● Aim of the exercise
Copy out all the rows below, requests included, and shift every point coordinate in the answers by adding 73 to it. Leave the numbers in the requests and their format samples as they are.
━━━ Input rows
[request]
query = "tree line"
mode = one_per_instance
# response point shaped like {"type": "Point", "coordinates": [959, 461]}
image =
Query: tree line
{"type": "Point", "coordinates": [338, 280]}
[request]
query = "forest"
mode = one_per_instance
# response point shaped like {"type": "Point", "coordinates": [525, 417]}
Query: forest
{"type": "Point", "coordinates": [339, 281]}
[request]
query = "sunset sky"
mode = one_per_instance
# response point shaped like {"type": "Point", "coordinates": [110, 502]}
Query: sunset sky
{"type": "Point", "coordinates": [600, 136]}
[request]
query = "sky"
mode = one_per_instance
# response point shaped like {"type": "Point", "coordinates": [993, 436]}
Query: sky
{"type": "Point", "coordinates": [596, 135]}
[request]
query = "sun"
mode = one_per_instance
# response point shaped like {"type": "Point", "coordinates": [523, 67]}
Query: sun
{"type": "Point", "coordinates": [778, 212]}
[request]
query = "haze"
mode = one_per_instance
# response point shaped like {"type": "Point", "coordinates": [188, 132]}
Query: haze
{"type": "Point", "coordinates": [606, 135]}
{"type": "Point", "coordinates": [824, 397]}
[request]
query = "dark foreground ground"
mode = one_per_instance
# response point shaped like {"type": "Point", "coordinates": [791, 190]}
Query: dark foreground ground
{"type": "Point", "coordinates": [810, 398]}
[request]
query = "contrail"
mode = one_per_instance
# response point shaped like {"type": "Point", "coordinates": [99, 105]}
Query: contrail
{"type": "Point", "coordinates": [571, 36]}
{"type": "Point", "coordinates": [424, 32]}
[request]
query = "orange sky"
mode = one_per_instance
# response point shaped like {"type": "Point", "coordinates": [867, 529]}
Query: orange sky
━━━━━━
● Response below
[request]
query = "tree line"
mode = one_per_instance
# response point shaped like {"type": "Point", "coordinates": [959, 461]}
image =
Query: tree line
{"type": "Point", "coordinates": [411, 353]}
[request]
query = "forest"
mode = one_per_instance
# response point shaped like {"type": "Point", "coordinates": [525, 417]}
Query: forest
{"type": "Point", "coordinates": [412, 354]}
[request]
query = "sunset sky"
mode = one_per_instance
# response point shaped like {"type": "Point", "coordinates": [110, 502]}
Query: sunset sky
{"type": "Point", "coordinates": [673, 209]}
[request]
query = "sky"
mode = one_per_instance
# response point shaped like {"type": "Point", "coordinates": [993, 436]}
Query: sky
{"type": "Point", "coordinates": [669, 208]}
[request]
query = "sun"
mode = one_per_instance
# response point shaped like {"type": "Point", "coordinates": [523, 67]}
Query: sun
{"type": "Point", "coordinates": [851, 285]}
[request]
query = "haze"
mode = one_per_instance
# response point shaped like {"type": "Point", "coordinates": [188, 132]}
Query: haze
{"type": "Point", "coordinates": [679, 208]}
{"type": "Point", "coordinates": [897, 470]}
[request]
query = "dark foreground ground"
mode = one_per_instance
# response point shaped like {"type": "Point", "coordinates": [791, 190]}
Query: dark foreground ground
{"type": "Point", "coordinates": [883, 471]}
[request]
query = "contrail"
mode = one_per_instance
# response point shaped like {"type": "Point", "coordinates": [99, 105]}
Query: contrail
{"type": "Point", "coordinates": [644, 109]}
{"type": "Point", "coordinates": [497, 105]}
[request]
query = "orange sky"
mode = one_per_instance
# response point shaped like {"type": "Point", "coordinates": [867, 529]}
Query: orange sky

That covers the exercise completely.